▶ _Source records_

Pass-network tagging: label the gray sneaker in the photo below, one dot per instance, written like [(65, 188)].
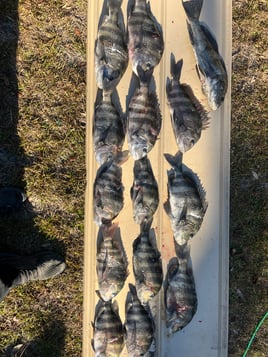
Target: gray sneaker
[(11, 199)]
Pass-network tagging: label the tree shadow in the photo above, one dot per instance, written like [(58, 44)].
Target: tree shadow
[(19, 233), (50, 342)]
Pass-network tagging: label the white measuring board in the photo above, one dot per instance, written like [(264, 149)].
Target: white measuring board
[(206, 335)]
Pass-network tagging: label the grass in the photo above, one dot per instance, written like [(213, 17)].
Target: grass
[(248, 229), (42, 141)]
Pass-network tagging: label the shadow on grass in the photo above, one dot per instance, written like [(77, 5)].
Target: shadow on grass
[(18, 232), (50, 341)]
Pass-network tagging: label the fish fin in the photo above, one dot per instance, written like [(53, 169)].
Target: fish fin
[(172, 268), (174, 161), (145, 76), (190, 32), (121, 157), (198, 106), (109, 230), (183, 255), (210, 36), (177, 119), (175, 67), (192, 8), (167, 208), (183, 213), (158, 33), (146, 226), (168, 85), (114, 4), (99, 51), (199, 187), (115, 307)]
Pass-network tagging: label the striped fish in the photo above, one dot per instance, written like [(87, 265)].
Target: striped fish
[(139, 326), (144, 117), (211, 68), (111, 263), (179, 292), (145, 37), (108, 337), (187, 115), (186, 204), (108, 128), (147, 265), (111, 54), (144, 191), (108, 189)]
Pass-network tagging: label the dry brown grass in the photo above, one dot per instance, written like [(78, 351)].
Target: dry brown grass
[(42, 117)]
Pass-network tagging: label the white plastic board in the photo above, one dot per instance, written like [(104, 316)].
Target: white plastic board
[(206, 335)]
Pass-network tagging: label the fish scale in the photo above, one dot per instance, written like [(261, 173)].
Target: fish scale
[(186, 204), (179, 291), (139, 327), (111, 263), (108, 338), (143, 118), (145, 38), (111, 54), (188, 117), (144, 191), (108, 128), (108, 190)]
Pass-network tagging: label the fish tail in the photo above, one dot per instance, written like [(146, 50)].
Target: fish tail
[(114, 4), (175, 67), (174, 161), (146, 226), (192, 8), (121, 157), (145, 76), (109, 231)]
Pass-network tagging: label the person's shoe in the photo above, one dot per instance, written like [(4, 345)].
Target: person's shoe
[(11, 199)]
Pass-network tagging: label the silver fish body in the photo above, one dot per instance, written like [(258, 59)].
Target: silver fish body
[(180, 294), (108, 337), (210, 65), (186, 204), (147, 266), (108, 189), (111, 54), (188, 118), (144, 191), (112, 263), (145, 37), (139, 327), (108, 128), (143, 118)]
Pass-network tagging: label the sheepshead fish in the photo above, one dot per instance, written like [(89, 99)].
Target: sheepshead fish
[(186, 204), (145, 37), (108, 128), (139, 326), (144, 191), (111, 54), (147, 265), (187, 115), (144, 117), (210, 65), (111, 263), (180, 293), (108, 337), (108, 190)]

...

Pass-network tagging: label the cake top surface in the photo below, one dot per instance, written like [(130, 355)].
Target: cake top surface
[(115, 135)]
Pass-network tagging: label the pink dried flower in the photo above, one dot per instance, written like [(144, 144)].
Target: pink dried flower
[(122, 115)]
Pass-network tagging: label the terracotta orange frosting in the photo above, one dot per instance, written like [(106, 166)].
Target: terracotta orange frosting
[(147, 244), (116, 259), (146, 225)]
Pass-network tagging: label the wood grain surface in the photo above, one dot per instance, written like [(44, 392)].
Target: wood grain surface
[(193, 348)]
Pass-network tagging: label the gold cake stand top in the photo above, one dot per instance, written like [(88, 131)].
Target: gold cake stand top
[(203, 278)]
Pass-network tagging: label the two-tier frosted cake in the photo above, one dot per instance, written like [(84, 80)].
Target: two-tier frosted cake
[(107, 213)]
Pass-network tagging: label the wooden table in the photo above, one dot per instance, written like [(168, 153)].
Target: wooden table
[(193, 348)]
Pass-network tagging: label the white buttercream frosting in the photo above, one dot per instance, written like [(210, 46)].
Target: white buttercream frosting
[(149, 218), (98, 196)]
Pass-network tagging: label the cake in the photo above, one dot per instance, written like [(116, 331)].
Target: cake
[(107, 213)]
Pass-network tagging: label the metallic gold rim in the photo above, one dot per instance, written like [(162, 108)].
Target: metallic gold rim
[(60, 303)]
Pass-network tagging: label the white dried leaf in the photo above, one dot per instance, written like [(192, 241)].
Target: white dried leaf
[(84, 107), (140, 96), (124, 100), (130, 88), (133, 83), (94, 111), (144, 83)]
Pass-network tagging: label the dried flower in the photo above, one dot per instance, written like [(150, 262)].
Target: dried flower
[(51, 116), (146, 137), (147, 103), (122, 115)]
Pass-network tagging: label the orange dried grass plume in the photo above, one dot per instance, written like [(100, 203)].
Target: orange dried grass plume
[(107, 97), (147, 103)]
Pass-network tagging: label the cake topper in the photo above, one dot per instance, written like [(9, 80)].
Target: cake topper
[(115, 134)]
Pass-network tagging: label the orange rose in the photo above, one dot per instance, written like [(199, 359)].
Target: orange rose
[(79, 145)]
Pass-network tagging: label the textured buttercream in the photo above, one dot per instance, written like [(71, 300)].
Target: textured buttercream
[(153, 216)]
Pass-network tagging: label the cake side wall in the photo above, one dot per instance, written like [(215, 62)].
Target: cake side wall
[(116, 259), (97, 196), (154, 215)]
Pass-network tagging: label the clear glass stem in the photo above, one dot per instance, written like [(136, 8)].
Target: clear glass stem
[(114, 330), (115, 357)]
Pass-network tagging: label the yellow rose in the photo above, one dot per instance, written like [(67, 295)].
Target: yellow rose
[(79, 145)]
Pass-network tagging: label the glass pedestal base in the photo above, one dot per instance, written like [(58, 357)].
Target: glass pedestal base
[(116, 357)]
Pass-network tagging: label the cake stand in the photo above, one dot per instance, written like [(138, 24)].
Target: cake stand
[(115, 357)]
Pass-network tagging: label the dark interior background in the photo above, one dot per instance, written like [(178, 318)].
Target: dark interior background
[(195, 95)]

...

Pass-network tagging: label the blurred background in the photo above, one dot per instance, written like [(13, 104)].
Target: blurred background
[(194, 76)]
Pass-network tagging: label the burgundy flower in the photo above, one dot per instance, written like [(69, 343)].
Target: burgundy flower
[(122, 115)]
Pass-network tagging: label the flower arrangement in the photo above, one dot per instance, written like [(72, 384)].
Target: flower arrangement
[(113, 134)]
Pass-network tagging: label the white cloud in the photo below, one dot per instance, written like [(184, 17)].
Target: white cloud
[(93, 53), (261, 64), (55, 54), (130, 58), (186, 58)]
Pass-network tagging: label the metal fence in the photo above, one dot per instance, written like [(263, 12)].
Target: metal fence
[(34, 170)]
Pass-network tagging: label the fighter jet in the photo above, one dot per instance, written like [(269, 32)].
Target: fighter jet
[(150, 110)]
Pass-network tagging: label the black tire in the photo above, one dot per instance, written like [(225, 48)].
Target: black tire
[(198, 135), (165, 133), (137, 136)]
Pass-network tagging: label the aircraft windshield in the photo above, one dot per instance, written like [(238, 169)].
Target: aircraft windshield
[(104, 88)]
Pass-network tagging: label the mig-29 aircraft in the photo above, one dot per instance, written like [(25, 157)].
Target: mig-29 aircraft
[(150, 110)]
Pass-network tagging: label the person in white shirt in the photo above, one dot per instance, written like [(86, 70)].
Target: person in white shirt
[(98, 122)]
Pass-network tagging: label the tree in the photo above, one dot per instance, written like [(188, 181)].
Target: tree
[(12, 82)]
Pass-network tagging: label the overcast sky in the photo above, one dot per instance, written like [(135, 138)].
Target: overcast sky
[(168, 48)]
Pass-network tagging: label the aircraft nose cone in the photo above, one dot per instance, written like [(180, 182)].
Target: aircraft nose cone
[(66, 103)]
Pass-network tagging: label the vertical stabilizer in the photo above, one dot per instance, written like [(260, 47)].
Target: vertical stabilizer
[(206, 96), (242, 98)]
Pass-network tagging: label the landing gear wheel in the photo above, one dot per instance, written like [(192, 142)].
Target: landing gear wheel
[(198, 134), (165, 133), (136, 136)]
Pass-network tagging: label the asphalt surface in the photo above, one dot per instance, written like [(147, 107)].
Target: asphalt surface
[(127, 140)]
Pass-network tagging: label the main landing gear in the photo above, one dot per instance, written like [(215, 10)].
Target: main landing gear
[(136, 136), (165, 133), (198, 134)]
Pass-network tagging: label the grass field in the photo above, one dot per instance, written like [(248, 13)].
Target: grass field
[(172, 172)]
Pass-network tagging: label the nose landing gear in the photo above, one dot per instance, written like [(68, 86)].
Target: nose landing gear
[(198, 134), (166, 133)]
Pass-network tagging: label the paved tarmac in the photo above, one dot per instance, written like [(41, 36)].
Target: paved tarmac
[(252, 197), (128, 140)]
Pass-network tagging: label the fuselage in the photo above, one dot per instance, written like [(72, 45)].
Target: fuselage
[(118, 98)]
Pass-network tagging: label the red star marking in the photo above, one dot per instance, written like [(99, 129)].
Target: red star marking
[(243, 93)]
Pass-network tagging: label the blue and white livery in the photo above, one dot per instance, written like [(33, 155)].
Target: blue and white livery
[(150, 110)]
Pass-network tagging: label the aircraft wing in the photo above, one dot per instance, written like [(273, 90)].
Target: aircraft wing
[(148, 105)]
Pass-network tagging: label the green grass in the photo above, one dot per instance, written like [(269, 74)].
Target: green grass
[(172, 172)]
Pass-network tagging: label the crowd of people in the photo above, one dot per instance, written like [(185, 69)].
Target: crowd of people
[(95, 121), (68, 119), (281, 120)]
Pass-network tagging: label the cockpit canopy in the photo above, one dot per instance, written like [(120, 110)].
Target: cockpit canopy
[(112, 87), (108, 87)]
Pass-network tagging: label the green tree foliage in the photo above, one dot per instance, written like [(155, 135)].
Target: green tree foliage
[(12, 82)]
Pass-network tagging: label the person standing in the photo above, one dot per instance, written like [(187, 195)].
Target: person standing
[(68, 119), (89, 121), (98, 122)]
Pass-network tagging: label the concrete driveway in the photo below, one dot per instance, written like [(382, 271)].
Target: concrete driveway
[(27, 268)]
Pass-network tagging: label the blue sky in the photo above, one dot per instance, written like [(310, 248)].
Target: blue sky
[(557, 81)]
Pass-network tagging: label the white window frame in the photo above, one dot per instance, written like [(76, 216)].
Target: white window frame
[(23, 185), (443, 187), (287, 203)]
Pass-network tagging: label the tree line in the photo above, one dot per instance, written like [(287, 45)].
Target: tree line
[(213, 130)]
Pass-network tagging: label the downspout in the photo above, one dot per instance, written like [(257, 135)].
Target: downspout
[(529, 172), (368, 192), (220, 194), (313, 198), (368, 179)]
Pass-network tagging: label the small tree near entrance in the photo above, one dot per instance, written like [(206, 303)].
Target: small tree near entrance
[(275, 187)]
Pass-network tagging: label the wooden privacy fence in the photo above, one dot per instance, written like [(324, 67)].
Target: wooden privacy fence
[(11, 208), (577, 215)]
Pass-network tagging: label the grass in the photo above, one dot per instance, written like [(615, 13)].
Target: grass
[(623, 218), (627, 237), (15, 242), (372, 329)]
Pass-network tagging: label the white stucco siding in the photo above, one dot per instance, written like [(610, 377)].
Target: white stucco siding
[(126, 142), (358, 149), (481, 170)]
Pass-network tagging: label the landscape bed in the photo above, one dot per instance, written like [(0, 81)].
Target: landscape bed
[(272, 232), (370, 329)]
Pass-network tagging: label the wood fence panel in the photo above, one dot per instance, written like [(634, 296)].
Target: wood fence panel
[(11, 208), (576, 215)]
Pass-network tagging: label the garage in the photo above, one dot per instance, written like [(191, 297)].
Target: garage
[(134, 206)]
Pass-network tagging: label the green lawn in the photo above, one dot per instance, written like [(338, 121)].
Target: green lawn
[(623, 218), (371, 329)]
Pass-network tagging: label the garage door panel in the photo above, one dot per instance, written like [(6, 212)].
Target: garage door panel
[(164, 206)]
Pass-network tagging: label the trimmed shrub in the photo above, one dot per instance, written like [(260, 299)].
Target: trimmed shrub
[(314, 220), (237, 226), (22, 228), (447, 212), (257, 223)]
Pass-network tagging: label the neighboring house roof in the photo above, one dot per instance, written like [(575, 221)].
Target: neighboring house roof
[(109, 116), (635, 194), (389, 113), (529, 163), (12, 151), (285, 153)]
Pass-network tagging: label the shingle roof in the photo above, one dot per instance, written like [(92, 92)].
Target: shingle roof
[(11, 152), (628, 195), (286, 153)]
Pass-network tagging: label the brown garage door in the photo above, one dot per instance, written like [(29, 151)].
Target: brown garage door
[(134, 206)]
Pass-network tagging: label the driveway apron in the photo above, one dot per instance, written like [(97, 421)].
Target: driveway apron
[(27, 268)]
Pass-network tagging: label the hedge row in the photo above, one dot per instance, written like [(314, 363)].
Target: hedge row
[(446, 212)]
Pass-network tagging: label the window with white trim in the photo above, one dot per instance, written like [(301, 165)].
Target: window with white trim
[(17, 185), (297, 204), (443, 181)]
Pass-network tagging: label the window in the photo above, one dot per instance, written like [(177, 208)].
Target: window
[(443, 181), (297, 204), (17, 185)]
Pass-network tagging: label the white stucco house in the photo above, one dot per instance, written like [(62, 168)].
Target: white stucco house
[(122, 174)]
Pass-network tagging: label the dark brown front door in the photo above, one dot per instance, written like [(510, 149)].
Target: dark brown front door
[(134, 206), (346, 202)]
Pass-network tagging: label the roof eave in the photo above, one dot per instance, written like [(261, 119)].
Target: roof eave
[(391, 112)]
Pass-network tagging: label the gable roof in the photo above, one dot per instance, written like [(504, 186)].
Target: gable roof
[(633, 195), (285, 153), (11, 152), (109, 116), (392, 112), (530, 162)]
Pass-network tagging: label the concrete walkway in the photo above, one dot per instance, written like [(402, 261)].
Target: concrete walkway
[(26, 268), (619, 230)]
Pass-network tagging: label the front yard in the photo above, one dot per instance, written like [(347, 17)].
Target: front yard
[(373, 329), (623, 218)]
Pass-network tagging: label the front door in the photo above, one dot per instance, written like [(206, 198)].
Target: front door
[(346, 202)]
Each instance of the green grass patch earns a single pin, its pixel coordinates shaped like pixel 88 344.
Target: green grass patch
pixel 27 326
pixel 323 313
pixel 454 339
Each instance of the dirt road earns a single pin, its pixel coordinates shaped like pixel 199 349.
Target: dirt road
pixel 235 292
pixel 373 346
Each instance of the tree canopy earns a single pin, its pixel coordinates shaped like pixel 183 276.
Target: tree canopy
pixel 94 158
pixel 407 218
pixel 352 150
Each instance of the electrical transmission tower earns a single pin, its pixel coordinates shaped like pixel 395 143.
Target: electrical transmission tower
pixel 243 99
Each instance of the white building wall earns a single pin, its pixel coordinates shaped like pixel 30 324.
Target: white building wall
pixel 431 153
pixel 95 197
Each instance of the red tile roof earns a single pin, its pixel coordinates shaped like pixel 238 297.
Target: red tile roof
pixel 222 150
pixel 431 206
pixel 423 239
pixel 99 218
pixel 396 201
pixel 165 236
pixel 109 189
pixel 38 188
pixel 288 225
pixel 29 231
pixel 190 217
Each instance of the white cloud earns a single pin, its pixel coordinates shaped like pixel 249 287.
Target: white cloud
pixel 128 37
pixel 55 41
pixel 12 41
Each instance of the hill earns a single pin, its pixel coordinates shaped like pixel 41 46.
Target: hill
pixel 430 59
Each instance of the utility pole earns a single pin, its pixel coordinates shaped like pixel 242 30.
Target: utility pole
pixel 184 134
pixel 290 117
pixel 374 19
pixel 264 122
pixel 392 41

▶ _What is asked_
Render the stretch of data from the line containing "Pass-network tagging: label the hedge" through the line containing "pixel 454 339" as a Markdown table with two columns, No. and Entry, where No. is a row number and Entry is the line itself. Leave out any blank lines.

▶ _Exercise answer_
| No. | Entry |
|---|---|
| 1 | Pass-network tagging: label the hedge row in the photo above, one dot per instance, written like [(314, 363)]. |
| 2 | Target: hedge row |
| 3 | [(446, 212)] |
| 4 | Pass-network tagging: label the window with white trim in the photo above, one dot per instance, written like [(301, 165)]. |
| 5 | Target: window with white trim |
| 6 | [(17, 185), (297, 204), (443, 181)] |
| 7 | Pass-network tagging: label the window in the photo above, one dot per instance, written like [(177, 208)]. |
| 8 | Target: window |
| 9 | [(443, 181), (297, 204), (17, 185)] |
| 10 | Pass-network tagging: label the white stucco house in the photo above, one dot per instance, written like [(62, 168)]. |
| 11 | Target: white stucco house |
| 12 | [(122, 174)] |
| 13 | Pass-network tagging: label the dark brown front door in the photo above, one dot per instance, written like [(510, 149)]. |
| 14 | Target: dark brown front door |
| 15 | [(134, 206), (346, 202)] |
| 16 | Pass-network tagging: label the roof eave in the photo above, one dot per instance, written like [(261, 119)]. |
| 17 | Target: roof eave |
| 18 | [(391, 112)] |
| 19 | Pass-network tagging: label the gable roof in the photo above, one dot per instance, written like [(504, 186)]. |
| 20 | Target: gable roof |
| 21 | [(633, 195), (285, 153), (11, 152), (109, 116), (392, 112), (530, 162)] |
| 22 | Pass-network tagging: label the concrete walkway in the photo above, one dot per instance, written like [(402, 261)]. |
| 23 | Target: concrete walkway |
| 24 | [(26, 268), (619, 230)] |
| 25 | Pass-network tagging: label the front yard in the photo above, one dot per instance, written like [(347, 17)]. |
| 26 | Target: front yard |
| 27 | [(373, 329), (623, 218)] |
| 28 | Pass-network tagging: label the front door in the photo above, one dot per instance, written like [(206, 198)]. |
| 29 | Target: front door |
| 30 | [(346, 202)] |
| 31 | Each instance of the green grass patch earns a single pin, its pixel coordinates shaped like pixel 88 344. |
| 32 | Target: green grass patch |
| 33 | pixel 27 326 |
| 34 | pixel 323 313 |
| 35 | pixel 454 339 |